SET EXERCISE: Return all the data, word for word.

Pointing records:
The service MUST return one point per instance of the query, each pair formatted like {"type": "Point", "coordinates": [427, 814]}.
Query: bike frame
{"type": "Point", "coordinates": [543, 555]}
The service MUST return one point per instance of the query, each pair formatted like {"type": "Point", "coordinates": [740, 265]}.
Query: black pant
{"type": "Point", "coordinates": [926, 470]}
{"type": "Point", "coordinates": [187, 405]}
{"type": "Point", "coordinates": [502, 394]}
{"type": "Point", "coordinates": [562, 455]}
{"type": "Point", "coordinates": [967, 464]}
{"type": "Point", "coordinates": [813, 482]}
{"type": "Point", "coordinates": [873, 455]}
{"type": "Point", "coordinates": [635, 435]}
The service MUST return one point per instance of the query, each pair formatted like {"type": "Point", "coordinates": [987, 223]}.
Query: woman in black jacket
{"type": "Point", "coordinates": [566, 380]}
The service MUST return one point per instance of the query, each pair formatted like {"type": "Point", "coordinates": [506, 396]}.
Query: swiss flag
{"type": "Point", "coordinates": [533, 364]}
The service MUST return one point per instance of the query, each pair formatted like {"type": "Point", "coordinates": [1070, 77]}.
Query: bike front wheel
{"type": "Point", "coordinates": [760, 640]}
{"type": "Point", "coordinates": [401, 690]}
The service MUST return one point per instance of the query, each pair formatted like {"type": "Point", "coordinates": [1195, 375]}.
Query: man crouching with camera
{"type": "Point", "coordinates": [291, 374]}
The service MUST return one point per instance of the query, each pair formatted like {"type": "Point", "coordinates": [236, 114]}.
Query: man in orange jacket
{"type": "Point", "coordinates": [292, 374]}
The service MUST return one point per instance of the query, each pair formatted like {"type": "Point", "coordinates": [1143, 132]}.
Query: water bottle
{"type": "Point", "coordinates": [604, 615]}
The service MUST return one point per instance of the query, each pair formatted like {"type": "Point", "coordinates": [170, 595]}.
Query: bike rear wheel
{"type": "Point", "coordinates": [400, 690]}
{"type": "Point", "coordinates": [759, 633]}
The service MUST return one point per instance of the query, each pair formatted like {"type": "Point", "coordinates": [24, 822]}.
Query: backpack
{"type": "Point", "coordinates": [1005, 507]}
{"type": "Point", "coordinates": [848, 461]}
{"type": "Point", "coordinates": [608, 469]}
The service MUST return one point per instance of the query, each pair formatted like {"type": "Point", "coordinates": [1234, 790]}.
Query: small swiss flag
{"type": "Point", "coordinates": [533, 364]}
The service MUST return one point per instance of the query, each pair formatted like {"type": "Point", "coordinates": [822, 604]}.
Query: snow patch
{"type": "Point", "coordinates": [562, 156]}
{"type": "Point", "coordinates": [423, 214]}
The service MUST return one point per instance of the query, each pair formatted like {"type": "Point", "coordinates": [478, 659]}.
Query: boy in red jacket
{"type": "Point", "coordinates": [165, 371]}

CORRECT RESPONSE:
The service MUST return one point per instance of the query, each pair formatted like {"type": "Point", "coordinates": [427, 814]}.
Query: bike frame
{"type": "Point", "coordinates": [543, 555]}
The service MUST return one point per instance of the query, each pair formatted like {"type": "Point", "coordinates": [740, 265]}.
Query: black pant
{"type": "Point", "coordinates": [926, 470]}
{"type": "Point", "coordinates": [187, 405]}
{"type": "Point", "coordinates": [502, 394]}
{"type": "Point", "coordinates": [562, 455]}
{"type": "Point", "coordinates": [967, 464]}
{"type": "Point", "coordinates": [813, 482]}
{"type": "Point", "coordinates": [873, 455]}
{"type": "Point", "coordinates": [635, 435]}
The service MUST return one point per instance of the query, each pair formatted like {"type": "Point", "coordinates": [987, 223]}.
Query: woman in black jacket
{"type": "Point", "coordinates": [566, 380]}
The service MUST return one point per instance of the query, each pair formatted like {"type": "Point", "coordinates": [506, 396]}.
Query: swiss flag
{"type": "Point", "coordinates": [533, 364]}
The service MUST return one point per instance of the query, each pair formatted like {"type": "Point", "coordinates": [1070, 77]}.
Query: bike front wheel
{"type": "Point", "coordinates": [760, 640]}
{"type": "Point", "coordinates": [401, 690]}
The service MUST return one point per instance of the query, each pair formatted like {"type": "Point", "coordinates": [1195, 375]}.
Query: man crouching with camera
{"type": "Point", "coordinates": [291, 374]}
The service MUST return one point per instance of the query, each pair formatted like {"type": "Point", "coordinates": [236, 114]}.
Query: man in orange jacket
{"type": "Point", "coordinates": [292, 374]}
The service MUST return one point per instance of the query, each pair formatted like {"type": "Point", "coordinates": [1143, 132]}.
Query: water bottle
{"type": "Point", "coordinates": [604, 615]}
The service MUST return one point per instance of the query, each pair formatted like {"type": "Point", "coordinates": [170, 595]}.
Query: bike rear wheel
{"type": "Point", "coordinates": [400, 690]}
{"type": "Point", "coordinates": [759, 633]}
The service MUST return one point per instance of the query, each pair formatted like {"type": "Point", "coordinates": [24, 822]}.
Query: backpack
{"type": "Point", "coordinates": [1005, 507]}
{"type": "Point", "coordinates": [848, 461]}
{"type": "Point", "coordinates": [608, 469]}
The service MUST return one point per instance of the query, each pair formatted like {"type": "Point", "coordinates": [1234, 790]}.
Query: small swiss flag
{"type": "Point", "coordinates": [533, 364]}
The service MUST return one point per instance of the query, each pair formatted like {"type": "Point", "coordinates": [822, 604]}.
Query: snow patch
{"type": "Point", "coordinates": [562, 156]}
{"type": "Point", "coordinates": [423, 214]}
The service MUST return one point per instance of the query, each pair formatted like {"type": "Point", "coordinates": [478, 659]}.
Query: boy in red jacket
{"type": "Point", "coordinates": [165, 371]}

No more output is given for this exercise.